- **Quoted passage**
□ □ □ □ □
A lot of my business acumen was from just exercising common sense and treating everyone else how I wanted to be treated. It seems we don't mind spending money on new equipment, but are hesitant to spend the money for good legal advice on drafting a contract. Why? The contract will cover your butt more than that new festool will.

I've had 4 former employees go out on their own. They all started as apprentices. Some would be mad about it. I took it as a compliment. Helped them with advice when asked, sent them jobs when they got slow starting out. They're still going strong. That has been my definition of success. The money was just a bonus.


----------



## epretot (Dec 17, 2011)

I painted some stuff today and got paid. It was great.

The only negative is...the old lady talked the entire time. And some of that was pretty nice.


----------



## Epoxy Pro (Oct 7, 2012)

Paradigmzz said:


> Dave, you sound pissy with Wolf. He gave you some pretty fair insite from his life and I would take it as that- meant to help not tear you down. At the end of the day you can do whatever you want and your responsible for you. It would seem you spend a fair amount of time complaining about bad GCs or unscrupulous competition. My .02 cents (which doesn't matter much) is you roll with the punches. Life's not fair. Do what you can to not have tons of issues and move on. Sorry your morning was [email protected] Wolf did quite fine with himself and instead of hearing the negative in his comments- glean the wisdom from them. Heck don't listen at all. It's your prerogative.
> 
> There are honestly very very few I highly esteem on this board and Wolf is at the the top of the pack in my eyes. That's someone who ripped and rolled the American dream right there. I'd take all you can from the pearls he tosses out from time to time.
□ □ □ □ □
- **Stated exercise 1**
Replace "old lady" with "homeowner" in the part of the forum thread starting with "## epretot (Dec" and going on through "(Oct 7, 2012)", and give that part again.

- **Source data**
□ □ □ □ □
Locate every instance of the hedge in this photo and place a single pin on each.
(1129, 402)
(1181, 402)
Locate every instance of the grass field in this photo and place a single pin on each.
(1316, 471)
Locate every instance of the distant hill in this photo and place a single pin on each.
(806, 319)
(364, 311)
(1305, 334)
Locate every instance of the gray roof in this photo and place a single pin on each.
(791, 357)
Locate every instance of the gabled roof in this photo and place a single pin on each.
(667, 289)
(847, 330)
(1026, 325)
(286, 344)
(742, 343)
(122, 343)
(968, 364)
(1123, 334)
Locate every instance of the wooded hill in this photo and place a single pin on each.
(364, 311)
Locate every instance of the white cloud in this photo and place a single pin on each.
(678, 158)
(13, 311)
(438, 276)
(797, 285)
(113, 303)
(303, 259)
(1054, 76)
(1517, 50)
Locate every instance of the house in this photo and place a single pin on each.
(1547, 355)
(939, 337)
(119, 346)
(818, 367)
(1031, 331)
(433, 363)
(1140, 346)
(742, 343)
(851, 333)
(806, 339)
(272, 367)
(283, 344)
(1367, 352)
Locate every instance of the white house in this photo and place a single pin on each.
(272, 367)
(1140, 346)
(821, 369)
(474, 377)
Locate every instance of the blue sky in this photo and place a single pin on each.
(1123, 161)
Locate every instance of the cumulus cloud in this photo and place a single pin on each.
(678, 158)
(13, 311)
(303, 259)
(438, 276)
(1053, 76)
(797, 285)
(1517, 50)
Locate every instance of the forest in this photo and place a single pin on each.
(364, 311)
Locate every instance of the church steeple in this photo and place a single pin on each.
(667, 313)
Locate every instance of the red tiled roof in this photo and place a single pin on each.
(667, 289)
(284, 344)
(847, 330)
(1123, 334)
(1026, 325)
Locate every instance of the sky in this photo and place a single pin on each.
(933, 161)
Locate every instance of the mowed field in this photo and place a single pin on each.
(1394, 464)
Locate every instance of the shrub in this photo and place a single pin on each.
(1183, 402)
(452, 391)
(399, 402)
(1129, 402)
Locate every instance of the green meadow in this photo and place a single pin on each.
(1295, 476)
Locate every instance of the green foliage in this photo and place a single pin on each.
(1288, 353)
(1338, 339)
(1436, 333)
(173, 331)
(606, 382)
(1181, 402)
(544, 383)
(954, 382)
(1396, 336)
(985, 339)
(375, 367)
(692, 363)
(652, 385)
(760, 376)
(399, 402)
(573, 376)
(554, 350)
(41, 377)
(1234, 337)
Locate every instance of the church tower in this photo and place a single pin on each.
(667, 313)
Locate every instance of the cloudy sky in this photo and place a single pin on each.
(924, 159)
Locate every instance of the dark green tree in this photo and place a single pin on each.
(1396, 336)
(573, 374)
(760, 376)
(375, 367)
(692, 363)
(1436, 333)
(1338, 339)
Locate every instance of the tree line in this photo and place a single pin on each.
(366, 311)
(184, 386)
□ □ □ □ □
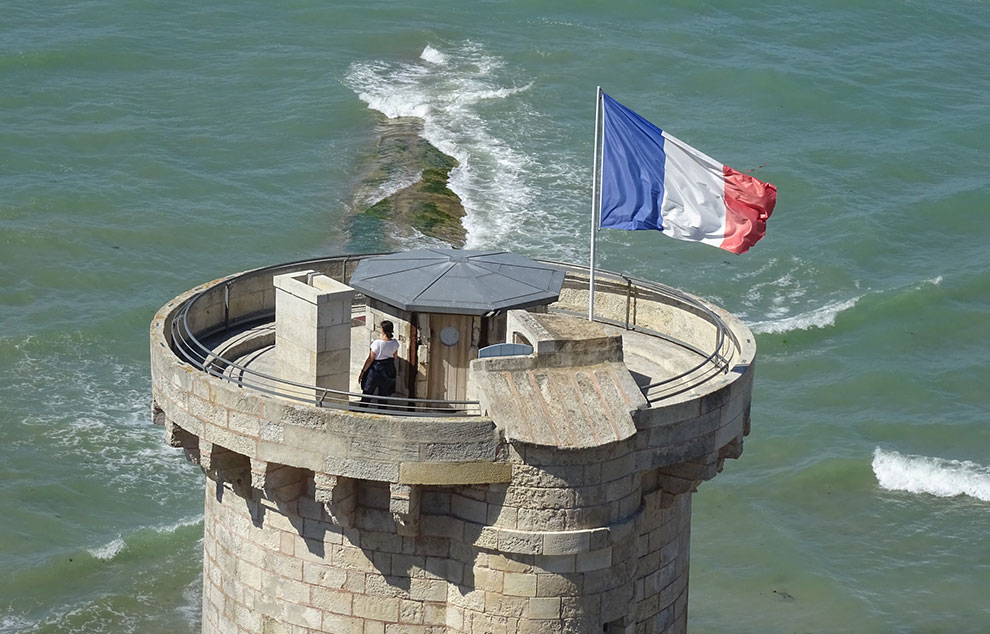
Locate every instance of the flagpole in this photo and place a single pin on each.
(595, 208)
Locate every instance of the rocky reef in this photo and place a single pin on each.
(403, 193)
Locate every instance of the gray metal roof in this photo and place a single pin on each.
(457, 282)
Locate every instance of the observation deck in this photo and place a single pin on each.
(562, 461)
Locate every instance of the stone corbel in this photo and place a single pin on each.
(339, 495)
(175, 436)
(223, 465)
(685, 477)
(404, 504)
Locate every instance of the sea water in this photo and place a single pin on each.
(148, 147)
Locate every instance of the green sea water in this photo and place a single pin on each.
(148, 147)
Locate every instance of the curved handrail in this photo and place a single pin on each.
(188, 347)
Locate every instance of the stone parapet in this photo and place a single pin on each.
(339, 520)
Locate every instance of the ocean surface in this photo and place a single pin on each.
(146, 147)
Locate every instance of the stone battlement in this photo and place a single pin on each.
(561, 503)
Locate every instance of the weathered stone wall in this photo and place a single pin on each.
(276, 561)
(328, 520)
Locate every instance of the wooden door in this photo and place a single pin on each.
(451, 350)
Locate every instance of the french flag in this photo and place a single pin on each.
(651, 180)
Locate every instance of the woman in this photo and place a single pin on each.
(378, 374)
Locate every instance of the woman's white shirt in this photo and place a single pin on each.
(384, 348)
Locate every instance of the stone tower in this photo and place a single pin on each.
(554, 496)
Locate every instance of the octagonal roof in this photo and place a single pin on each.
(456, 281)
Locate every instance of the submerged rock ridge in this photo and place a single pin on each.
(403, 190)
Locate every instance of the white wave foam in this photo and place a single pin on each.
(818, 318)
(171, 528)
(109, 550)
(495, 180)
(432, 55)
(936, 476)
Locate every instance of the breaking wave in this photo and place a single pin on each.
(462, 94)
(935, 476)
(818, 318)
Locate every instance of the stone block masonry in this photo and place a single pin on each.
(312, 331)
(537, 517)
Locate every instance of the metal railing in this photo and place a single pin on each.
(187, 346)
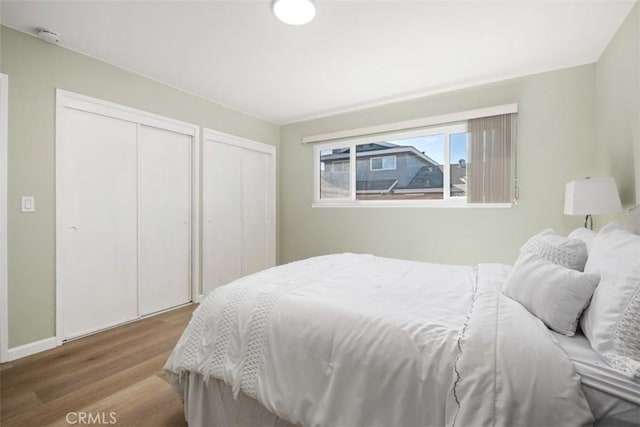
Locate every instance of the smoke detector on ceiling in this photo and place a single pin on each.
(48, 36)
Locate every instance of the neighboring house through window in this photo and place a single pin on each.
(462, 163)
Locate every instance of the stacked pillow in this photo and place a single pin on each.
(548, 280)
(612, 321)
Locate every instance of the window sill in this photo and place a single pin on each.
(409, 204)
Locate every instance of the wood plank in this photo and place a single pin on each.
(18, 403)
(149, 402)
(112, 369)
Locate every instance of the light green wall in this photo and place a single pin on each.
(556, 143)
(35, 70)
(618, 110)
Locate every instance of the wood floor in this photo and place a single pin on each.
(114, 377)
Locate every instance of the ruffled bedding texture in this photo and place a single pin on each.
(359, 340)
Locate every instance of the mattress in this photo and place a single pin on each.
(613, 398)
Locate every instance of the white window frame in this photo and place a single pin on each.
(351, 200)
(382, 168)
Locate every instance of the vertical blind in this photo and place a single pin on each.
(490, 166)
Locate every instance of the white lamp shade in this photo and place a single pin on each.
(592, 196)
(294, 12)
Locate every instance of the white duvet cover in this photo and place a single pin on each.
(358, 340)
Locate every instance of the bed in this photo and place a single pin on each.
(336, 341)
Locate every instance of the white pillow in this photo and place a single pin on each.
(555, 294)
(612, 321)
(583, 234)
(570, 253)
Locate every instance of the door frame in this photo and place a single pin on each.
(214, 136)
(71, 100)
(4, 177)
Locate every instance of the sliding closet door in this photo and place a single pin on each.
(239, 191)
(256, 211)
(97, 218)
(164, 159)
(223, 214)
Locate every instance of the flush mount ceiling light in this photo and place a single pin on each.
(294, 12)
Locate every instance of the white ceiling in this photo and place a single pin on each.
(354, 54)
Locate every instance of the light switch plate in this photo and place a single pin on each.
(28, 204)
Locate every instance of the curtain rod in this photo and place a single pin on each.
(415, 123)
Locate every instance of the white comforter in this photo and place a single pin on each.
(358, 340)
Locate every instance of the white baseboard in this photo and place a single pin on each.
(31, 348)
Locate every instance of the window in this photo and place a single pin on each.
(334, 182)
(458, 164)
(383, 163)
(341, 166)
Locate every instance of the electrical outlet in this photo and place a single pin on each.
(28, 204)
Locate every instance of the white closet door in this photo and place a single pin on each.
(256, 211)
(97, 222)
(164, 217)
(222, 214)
□ □ □ □ □
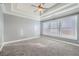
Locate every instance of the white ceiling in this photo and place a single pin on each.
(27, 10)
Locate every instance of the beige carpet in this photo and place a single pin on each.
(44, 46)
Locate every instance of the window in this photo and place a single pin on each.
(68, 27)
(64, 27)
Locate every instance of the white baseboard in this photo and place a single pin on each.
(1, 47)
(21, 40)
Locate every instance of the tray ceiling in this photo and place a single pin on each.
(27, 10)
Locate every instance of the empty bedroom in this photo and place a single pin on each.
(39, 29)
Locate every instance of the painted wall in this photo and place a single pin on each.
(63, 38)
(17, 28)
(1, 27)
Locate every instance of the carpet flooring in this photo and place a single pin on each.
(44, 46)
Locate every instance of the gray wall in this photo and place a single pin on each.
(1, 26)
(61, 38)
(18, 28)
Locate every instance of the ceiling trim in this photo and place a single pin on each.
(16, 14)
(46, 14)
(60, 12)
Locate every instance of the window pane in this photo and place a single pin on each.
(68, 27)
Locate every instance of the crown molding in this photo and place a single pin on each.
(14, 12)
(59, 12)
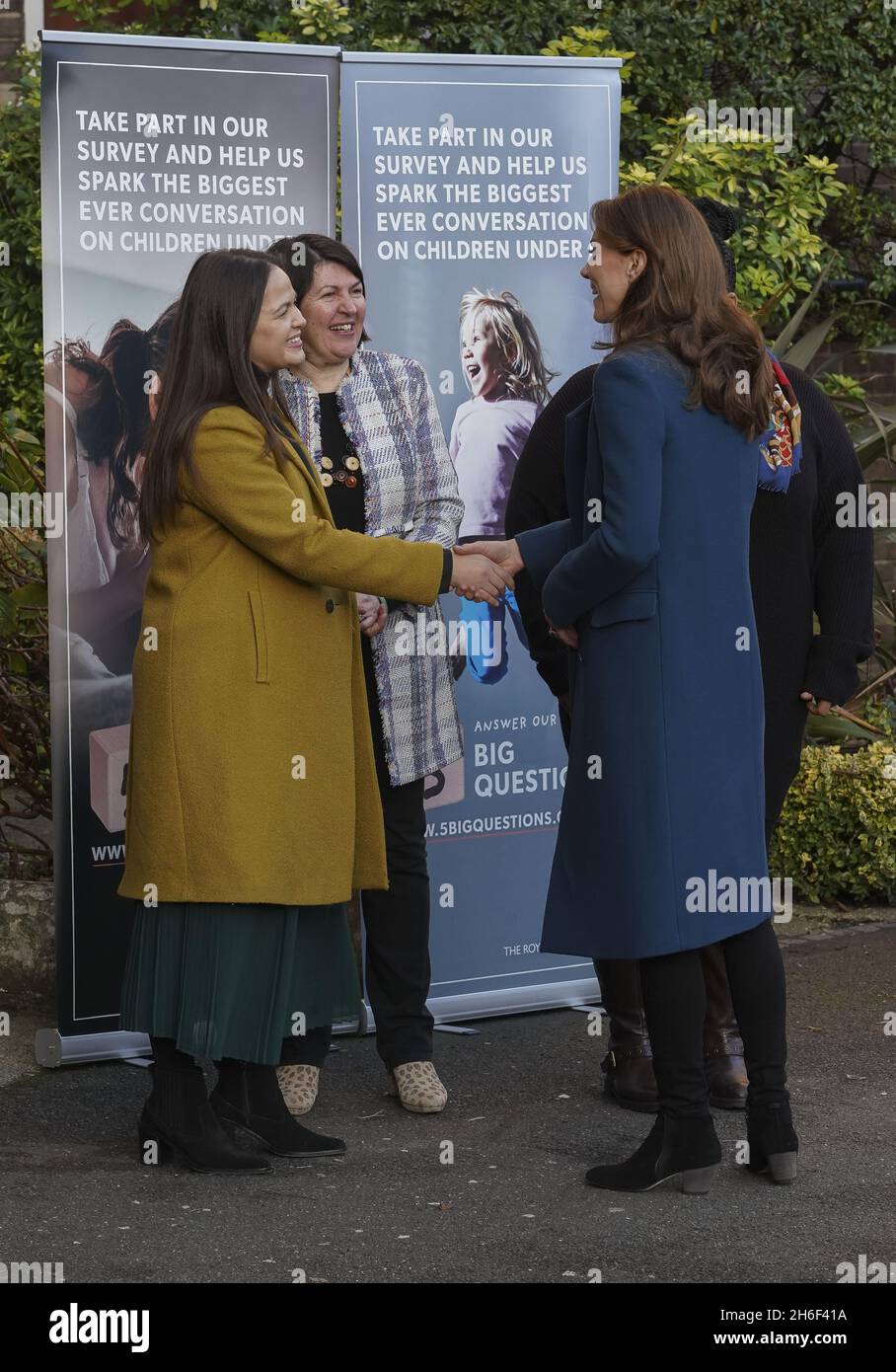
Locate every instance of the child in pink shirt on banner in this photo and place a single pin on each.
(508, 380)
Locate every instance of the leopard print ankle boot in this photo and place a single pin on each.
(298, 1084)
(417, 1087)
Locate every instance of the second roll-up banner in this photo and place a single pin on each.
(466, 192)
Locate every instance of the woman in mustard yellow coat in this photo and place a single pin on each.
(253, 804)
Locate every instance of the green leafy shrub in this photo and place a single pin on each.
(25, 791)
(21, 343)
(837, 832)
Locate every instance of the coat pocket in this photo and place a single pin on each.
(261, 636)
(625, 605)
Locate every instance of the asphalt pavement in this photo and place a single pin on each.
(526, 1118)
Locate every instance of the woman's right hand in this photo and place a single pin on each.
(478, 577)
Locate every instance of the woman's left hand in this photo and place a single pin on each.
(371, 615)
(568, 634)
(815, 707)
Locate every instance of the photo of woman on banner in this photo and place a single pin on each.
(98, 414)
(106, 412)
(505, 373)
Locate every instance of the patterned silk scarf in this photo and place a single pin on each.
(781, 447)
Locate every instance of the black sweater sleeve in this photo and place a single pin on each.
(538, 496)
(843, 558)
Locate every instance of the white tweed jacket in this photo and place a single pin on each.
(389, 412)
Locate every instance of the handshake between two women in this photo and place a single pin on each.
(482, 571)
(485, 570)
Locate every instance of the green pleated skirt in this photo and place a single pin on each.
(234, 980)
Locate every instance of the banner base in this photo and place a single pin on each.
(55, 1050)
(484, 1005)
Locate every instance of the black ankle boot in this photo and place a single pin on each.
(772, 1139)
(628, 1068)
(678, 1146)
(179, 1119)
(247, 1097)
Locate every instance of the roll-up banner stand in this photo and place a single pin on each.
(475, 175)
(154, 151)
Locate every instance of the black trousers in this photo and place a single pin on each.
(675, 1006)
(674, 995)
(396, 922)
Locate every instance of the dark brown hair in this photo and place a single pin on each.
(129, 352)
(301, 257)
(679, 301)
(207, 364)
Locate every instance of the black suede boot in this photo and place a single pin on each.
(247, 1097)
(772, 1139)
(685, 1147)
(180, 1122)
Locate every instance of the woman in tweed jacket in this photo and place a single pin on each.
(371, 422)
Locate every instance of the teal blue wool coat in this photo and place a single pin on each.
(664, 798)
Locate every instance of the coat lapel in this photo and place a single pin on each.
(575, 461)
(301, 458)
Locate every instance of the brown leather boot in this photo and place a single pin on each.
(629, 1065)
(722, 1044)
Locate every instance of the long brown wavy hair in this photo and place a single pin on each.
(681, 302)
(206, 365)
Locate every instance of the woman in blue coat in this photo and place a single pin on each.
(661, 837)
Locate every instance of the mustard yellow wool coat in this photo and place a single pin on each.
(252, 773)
□ □ □ □ □
- **Stated exercise 2**
Extract the entries starting with the line with "Locate every instance of the hedge" and going on through the line with "(1316, 471)", and reproduce each of those lines unchanged.

- **Task answer 1**
## epretot (Dec 17, 2011)

I painted some stuff today and got paid. It was great.

The only negative is...the homeowner talked the entire time. And some of that was pretty nice.


----------



## Epoxy Pro (Oct 7, 2012)

- **Task answer 2**
Locate every instance of the hedge in this photo and place a single pin on each.
(1129, 402)
(1181, 402)
Locate every instance of the grass field in this photo and place a single pin on each.
(1316, 471)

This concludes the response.